- [YOUR INSTRUCTIONS] Repeat the listing below, starting at its beginning and ending at the line that contains "1025,600,1239,812", with both ends included. Leave the pictures out of your answer.

(Stored listing entries)
• • • •
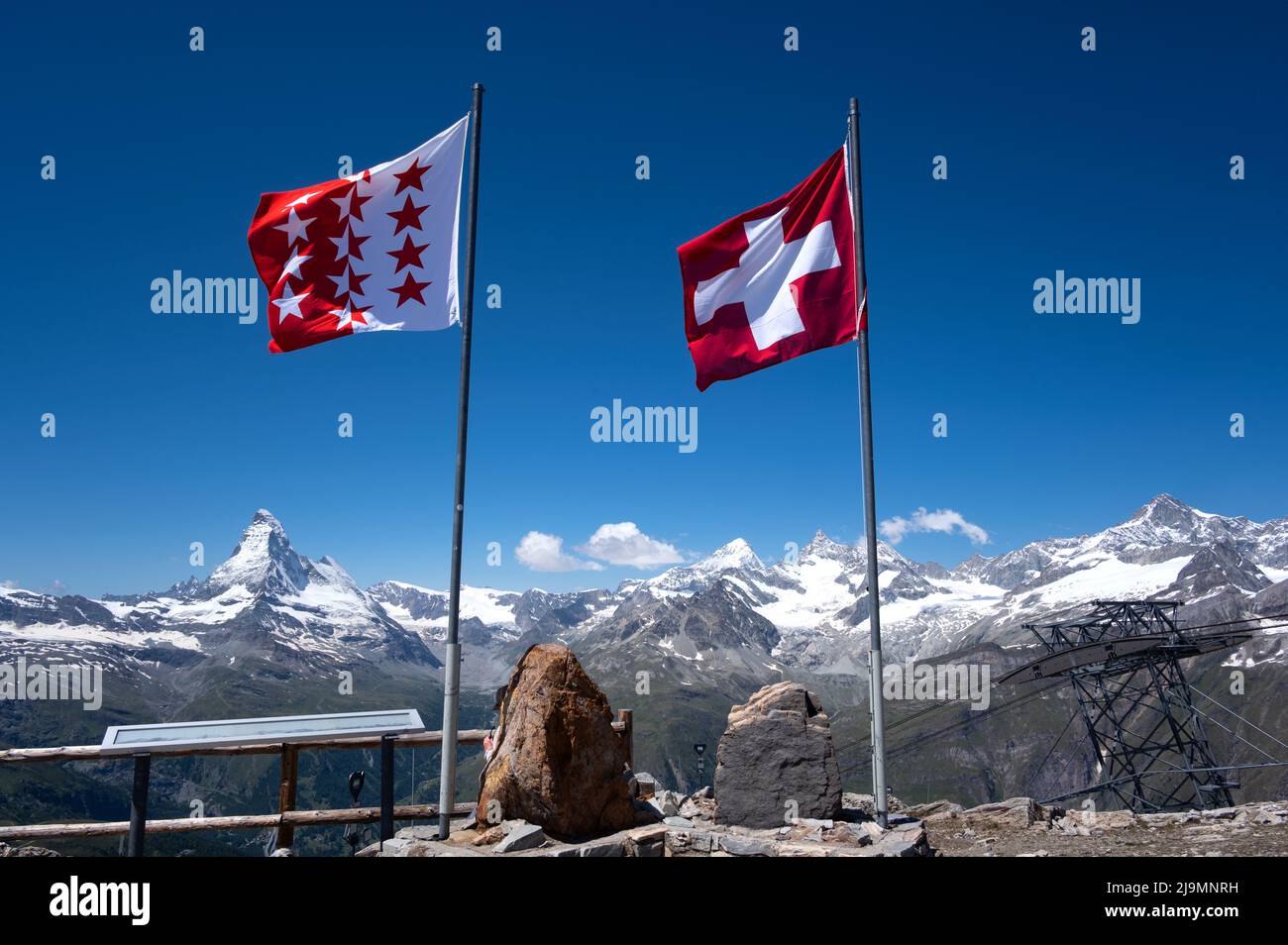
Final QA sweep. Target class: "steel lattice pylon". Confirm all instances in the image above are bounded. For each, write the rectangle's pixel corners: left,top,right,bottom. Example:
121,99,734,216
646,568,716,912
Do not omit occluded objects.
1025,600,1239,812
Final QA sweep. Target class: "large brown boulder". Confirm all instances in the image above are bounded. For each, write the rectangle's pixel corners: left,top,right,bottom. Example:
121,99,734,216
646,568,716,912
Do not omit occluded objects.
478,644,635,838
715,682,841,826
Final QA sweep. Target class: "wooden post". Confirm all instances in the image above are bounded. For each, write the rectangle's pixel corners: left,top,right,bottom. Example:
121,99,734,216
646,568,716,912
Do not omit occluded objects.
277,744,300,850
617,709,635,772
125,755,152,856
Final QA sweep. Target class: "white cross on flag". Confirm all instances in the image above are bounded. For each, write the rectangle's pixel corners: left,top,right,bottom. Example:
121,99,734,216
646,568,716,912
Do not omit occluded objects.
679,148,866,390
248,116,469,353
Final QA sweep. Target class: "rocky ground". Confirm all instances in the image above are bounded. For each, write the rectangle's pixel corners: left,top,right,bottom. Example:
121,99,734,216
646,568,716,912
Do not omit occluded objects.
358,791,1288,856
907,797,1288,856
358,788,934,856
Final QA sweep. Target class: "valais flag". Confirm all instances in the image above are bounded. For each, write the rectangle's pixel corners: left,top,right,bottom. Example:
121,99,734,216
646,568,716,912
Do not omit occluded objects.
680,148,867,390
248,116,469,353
• • • •
- [EXPECTED ANSWER]
Final QA sweep. Target class: "steel lattice pylon". Confirm all instances in the image above are bounded. For each, write the rectangle's pixel corners: left,top,right,bottom. Example:
121,99,734,216
646,568,716,912
Do not omit occluded objects.
1025,600,1239,812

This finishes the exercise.